## Tasks to complete
1. In the court ruling on Clark's license suspension, why does the court decline to consider her claim that irregularities in the hearing process violated her right to due process? Answer in one to three sentences.
2. Go on with the court ruling on Clark's license suspension, starting right after its last sentence.

## Provided text
'''

Although we conclude that there was no due process violation, we encourage the board, as did the single justice, to modify its procedures regarding the manner in which sanctions are addressed. "[H]earings need not comport with any particular form," Langlitz v. Board of Registration of Chiropractors, 396 Mass. 374, 377 (1985), but perceived fairness of the board's proceedings could be enhanced by either a statement made early in the proceedings as to the specific sanction being sought, or a bifurcation of the proceedings into adjudication and sanction stages.
d. Finally, Clark argues that irregularities in the hearing process violated her constitutional right to due process. Because we have found no irregularities, we need not consider this argument.
Conclusion. The decision of the single justice was comprehensive and correctly rejected each of Clark's claims. Clark has not demonstrated that the board's decision to suspend her license for five years was not supported by substantial evidence, or that it was arbitrary or capricious or based on any error of law. The judgment of the single justice is therefore affirmed.

'''

## Dataset content

'''

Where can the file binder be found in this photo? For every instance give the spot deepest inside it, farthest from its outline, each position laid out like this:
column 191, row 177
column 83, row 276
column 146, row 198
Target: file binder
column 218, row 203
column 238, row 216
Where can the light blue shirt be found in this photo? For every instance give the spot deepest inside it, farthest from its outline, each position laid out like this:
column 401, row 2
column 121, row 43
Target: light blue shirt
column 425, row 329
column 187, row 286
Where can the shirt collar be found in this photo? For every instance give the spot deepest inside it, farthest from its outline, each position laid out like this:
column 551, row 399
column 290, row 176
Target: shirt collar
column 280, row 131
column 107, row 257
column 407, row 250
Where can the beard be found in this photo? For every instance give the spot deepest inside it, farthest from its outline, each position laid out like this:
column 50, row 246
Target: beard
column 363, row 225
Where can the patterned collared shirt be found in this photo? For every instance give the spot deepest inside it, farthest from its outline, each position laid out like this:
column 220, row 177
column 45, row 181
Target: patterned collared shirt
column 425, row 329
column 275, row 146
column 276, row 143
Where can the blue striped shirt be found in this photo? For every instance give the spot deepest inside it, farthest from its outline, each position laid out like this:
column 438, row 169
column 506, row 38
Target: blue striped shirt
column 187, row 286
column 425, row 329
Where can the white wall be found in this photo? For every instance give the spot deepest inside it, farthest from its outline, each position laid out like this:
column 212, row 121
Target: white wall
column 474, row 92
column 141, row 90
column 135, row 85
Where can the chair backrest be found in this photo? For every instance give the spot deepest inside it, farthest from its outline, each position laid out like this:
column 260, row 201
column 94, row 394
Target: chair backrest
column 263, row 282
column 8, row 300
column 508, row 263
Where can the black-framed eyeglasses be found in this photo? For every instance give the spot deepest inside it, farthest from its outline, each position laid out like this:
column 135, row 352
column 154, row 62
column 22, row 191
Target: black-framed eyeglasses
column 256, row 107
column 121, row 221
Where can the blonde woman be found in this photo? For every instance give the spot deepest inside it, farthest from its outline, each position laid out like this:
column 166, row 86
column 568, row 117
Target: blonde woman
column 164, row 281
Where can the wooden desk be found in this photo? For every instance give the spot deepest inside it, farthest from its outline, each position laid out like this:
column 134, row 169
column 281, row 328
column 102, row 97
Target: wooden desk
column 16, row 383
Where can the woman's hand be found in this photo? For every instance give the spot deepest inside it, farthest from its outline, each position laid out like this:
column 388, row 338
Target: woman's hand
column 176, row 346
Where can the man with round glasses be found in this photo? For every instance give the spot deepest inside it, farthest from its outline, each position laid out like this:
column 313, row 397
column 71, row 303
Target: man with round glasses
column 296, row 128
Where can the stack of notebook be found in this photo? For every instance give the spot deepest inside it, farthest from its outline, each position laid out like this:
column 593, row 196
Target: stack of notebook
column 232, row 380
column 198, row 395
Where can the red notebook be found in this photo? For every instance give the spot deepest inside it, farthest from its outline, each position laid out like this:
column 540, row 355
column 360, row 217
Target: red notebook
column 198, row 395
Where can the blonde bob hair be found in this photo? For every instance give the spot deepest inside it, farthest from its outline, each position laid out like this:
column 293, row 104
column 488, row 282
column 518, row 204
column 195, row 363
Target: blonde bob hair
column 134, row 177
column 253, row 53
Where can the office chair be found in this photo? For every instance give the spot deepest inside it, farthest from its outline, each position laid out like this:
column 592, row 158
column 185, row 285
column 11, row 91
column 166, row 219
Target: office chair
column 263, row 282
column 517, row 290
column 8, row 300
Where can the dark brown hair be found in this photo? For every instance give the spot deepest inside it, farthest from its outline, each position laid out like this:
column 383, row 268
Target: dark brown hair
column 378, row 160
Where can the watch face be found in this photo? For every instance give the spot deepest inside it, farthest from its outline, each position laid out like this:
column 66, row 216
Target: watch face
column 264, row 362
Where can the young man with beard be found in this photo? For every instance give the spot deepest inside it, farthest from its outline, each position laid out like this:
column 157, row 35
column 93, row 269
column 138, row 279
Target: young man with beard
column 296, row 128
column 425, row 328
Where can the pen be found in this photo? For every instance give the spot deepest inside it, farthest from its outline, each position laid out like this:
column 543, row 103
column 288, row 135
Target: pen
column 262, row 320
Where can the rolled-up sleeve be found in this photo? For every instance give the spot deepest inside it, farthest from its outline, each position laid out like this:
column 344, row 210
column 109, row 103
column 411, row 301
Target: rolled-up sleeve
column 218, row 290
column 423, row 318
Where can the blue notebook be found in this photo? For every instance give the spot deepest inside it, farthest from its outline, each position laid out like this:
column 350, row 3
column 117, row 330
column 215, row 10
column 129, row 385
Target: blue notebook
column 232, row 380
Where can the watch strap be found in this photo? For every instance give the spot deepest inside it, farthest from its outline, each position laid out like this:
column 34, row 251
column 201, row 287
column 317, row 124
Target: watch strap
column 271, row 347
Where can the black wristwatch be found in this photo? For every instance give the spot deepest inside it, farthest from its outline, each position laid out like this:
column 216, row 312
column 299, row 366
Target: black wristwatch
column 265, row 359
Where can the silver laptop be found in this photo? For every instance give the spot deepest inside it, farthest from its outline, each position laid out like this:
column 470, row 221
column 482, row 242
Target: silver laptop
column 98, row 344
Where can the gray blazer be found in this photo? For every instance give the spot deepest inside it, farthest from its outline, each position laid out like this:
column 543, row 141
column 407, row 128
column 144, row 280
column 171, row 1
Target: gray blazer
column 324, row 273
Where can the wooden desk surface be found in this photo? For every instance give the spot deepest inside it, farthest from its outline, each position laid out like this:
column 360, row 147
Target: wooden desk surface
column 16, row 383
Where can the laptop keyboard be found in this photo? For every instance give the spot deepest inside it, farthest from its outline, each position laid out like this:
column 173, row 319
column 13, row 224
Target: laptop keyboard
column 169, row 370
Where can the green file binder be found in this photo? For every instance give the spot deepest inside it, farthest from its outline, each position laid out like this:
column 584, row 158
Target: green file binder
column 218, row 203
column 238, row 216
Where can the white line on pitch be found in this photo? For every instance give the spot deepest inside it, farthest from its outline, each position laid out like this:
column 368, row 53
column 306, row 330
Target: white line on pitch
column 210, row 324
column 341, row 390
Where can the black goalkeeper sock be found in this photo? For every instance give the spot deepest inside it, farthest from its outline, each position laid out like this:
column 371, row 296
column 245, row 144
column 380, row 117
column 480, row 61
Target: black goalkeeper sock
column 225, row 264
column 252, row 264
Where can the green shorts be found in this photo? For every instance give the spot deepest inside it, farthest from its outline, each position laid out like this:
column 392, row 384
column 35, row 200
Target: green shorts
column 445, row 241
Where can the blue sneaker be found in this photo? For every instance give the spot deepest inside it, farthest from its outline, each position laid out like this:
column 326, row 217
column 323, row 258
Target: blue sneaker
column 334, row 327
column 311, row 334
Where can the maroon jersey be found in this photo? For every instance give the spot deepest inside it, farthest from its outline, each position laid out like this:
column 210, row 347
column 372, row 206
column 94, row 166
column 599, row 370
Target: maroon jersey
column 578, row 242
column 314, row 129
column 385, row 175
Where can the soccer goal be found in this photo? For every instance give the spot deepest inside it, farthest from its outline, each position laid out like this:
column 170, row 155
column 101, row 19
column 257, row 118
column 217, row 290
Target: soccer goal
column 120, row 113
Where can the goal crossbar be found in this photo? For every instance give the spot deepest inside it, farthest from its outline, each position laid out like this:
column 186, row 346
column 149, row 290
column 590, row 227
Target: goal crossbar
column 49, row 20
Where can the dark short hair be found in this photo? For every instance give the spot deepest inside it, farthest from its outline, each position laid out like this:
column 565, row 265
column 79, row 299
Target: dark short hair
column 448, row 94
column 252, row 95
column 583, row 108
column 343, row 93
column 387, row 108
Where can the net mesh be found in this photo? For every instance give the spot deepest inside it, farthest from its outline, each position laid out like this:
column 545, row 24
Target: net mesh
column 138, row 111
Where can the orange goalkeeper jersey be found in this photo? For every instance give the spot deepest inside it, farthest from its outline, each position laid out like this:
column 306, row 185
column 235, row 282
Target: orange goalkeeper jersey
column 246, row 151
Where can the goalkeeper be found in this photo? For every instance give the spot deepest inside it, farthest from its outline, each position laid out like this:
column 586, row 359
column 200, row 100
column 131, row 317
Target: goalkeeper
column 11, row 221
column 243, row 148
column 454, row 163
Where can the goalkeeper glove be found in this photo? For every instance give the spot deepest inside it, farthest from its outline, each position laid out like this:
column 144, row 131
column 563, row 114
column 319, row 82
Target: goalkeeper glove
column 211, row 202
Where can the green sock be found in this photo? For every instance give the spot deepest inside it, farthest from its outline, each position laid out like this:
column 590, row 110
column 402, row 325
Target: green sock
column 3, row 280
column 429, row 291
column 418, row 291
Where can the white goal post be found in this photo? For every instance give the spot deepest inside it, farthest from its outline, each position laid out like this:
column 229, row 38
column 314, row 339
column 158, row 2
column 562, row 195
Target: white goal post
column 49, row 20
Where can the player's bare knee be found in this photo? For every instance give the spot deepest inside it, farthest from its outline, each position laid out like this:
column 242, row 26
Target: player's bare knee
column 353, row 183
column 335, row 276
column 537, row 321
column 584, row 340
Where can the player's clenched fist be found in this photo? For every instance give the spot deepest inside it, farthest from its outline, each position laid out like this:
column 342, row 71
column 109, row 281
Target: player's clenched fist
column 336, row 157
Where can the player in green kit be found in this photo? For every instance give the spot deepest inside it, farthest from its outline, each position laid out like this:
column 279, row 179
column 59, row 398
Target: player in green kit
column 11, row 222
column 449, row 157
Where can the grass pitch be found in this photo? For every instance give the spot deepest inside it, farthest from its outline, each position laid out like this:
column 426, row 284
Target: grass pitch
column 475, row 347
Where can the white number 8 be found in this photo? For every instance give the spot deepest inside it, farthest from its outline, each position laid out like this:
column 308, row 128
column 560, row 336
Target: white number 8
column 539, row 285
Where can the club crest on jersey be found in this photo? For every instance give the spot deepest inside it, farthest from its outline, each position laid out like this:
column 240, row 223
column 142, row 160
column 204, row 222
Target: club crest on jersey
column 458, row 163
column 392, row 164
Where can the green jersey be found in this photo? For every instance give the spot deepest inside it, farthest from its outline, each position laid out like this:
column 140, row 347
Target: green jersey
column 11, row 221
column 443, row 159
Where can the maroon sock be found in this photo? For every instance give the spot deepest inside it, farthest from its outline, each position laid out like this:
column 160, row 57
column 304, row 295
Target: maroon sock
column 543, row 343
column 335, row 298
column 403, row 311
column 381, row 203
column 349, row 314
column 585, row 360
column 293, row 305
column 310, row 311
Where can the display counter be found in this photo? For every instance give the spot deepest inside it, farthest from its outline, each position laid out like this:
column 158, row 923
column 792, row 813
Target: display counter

'''

## Responses to the exercise
1. The court declines to consider the claim because it has found no irregularities in the hearing process.

2.
FN1. A pseudonym.
FN2. In addition to these incidents, Clark suffered from "some sort of mental impairment" in the past, and in June, 1996, entered into a consent agreement with the State of Maine's Board of Social Work Licensure in which she admitted that she had been under severe stress that had led to depression and a serious dissociative episode for which she had been hospitalized.
FN3. Clark further argues that the board erred in relying on National Association of Social Workers standards because there was no evidence that she was a member of the association. This argument is misguided. The board's regulations clearly adopt those standards. See 258 Code Mass. Regs. § 20.01(10)(a) (2003).